Reading text »
----------

On this day in 1900, Jones dies in a train wreck in Vaughn, Mississippi, while trying to make up time on the Cannonball Express.

John Luther (“Casey”) Jones (March 14, 1863 – April 30, 1900) was an American railroad engineer from Jackson, Tennessee, who worked for the Illinois Central Railroad (IC). On April 30, 1900, he alone was killed when his passenger train, the “Cannonball Express,” collided with a stalled freight train at Vaughan, Mississippi, on a foggy and rainy night.

His dramatic death, trying to stop his train and save lives, made him a hero; he was immortalized in a popular ballad sung by his friend Wallace Saunders, an African American engine wiper for the IC.

Death

On April 29, 1900 Jones was at Poplar Street Station in Memphis, Tennessee, having driven the No. 2 from Canton (with his assigned Engine No. 382 ). Normally, Jones would have stayed in Memphis on a layover; however, he was asked to take the No. 1 back to Canton, as the scheduled engineer (Sam Tate), who held the regular run of Trains No. 1 (known as “The Chicago & New Orleans Limited”, later to become the famous “Panama Limited”) and No. 4 (“The New Orleans Fast Mail”) with his assigned Engine No. 382, had called in sick with cramps. Jones loved challenges and was determined to “get her there on the advertised” time no matter how difficult it looked.

----------

Data shown »
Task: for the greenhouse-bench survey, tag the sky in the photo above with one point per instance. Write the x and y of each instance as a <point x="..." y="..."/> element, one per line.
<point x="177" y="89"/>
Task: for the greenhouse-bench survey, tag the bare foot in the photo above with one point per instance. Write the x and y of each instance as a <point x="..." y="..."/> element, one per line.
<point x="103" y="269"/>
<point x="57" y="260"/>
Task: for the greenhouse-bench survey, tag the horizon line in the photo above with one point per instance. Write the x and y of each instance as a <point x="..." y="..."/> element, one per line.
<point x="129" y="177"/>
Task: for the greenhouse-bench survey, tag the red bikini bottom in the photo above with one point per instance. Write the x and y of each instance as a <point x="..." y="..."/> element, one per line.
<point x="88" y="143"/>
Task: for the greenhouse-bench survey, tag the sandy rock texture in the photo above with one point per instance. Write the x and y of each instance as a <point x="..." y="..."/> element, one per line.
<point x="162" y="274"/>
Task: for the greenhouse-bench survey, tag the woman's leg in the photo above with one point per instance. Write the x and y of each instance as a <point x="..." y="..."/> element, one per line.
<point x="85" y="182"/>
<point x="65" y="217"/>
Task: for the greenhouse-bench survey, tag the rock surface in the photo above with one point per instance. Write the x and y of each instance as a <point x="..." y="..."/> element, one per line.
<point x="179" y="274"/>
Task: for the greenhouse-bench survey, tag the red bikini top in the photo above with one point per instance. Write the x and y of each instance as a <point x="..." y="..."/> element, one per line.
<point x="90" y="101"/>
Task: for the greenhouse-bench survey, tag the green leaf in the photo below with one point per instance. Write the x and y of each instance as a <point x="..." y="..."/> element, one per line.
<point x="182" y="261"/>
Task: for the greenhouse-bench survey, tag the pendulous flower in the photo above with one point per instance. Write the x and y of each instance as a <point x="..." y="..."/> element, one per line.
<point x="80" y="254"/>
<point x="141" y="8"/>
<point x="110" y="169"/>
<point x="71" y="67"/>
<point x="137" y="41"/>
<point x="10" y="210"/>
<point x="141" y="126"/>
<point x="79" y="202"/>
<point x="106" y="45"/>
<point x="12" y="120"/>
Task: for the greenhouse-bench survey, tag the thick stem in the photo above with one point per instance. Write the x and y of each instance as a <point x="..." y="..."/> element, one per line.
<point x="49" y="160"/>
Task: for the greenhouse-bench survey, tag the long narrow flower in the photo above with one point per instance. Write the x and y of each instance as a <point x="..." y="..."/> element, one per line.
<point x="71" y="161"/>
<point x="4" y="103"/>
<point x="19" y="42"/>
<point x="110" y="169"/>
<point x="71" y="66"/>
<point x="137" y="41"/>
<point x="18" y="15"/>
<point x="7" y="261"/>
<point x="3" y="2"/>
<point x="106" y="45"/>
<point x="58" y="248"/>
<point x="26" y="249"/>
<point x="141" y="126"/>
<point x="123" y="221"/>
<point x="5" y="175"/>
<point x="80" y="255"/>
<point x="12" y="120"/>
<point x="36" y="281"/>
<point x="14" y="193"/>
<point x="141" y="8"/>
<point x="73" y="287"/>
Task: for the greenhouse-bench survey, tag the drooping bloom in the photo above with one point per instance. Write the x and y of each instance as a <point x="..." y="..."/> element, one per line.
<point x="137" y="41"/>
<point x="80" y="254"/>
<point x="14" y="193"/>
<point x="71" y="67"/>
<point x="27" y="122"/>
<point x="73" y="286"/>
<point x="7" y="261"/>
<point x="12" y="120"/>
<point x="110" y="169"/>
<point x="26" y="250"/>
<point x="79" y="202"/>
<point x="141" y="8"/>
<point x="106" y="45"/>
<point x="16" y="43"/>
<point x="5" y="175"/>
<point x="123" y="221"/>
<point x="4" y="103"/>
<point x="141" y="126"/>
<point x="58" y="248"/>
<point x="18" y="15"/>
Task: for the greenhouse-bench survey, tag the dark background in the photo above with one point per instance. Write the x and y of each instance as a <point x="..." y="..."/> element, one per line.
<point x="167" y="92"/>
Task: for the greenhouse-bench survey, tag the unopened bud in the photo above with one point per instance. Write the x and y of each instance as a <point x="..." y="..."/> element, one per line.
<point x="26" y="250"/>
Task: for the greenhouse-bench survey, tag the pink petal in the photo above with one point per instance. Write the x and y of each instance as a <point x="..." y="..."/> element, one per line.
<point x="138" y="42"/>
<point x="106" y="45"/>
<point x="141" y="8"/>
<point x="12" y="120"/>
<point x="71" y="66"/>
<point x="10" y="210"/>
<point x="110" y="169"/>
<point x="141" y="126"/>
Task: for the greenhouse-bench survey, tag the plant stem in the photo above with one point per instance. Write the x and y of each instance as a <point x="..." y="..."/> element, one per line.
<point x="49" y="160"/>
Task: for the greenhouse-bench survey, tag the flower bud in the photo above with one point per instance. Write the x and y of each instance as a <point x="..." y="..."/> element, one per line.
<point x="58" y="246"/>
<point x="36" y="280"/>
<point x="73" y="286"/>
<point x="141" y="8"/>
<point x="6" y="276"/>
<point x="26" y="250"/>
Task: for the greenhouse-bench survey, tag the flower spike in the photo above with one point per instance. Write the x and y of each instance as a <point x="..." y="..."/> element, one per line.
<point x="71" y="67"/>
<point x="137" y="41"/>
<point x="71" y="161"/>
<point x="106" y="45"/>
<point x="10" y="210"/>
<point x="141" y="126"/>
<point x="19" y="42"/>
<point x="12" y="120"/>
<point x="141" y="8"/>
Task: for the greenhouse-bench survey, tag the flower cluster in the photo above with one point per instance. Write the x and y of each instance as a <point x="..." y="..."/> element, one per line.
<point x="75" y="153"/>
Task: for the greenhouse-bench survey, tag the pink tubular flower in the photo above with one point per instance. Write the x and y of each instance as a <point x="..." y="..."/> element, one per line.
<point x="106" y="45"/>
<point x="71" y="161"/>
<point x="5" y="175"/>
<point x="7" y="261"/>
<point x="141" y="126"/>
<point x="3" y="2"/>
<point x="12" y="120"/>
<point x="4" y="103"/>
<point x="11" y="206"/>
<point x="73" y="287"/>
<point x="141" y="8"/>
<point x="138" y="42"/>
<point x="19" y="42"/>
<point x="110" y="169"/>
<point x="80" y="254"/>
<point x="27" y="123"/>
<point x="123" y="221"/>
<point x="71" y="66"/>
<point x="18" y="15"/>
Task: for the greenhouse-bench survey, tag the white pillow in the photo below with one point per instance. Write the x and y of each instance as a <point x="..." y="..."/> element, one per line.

----------

Using the information »
- a) According to the text about Casey Jones, which railroad employed him as an engineer?
- b) Continue the text about Casey Jones from its final sentence onward.
The lines have nothing to do with the text.

Answers in order »
- a) The Illinois Central Railroad (IC).

- b)
A fast engine, a good fireman (Simeon T. Webb would be the train’s assigned fireman), and a light train were ideal for a record-setting run. Although it was raining, steam trains of that era operated best in damp conditions. However, the weather was quite foggy that night (which reduced visibility), and the run was well-known for its tricky curves. Both conditions would prove deadly later that night.

Normally the No. 1 would depart Memphis at 11:15 PM and arrive in Canton (188 miles to the south) at 4:05 AM the following morning. However, due to the delays with the change in engineers, the No. 1 (with six cars) did not leave Memphis until 12:50 am, 95 minutes behind schedule.

The first section of the run would take Jones from Memphis 100 miles south to Grenada, Mississippi, with an intermediate water stop at Sardis, Mississippi (50 miles into the run), over a new section of light and shaky rails at speeds up to 80 mph (129 km/h). At Senatobia, Mississippi (40 miles into the run) Jones passed through the scene of a prior fatal accident from the previous November. Jones made his water stop at Sardis, then arrived at Grenada for more water, having made up 55 minutes of the 95 minute delay.

Jones made up another 15 minutes in the 25-mile stretch from Grenada to Winona, Mississippi. The following 30-mile stretch (Winona to Durant, Mississippi) had no speed-restricted curves. By the time he got to Durant (155 miles into the run) Jones was almost on time. He was quite happy, saying at one point “Sim, the old girl’s got her dancing slippers on tonight!” as he leaned on the Johnson bar.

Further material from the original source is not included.